DATA SECTION:
==================================================
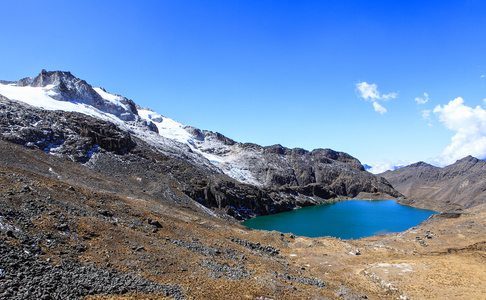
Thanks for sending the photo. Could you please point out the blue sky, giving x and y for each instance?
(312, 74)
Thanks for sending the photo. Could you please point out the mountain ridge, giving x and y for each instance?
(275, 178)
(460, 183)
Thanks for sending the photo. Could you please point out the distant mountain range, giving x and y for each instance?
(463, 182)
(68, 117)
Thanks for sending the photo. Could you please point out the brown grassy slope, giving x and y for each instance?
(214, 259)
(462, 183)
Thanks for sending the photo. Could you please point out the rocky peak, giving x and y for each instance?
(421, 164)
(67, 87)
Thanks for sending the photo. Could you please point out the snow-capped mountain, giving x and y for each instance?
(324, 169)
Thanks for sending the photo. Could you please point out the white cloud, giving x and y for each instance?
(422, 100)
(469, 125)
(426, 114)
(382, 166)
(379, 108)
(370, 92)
==================================================
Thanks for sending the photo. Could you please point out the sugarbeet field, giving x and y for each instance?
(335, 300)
==================================================
Report each line of the listing that contains the word "mountain".

Thanks for sending the photo. Could you please point out the mountain ridge, giving x and y for each instance?
Thanks for sending the photo. Could you please point out the distant mountain range, giving x and y for each instance?
Thanks for sending the photo. Could you please point out the snow-capped mountain, giving x and y for each instance?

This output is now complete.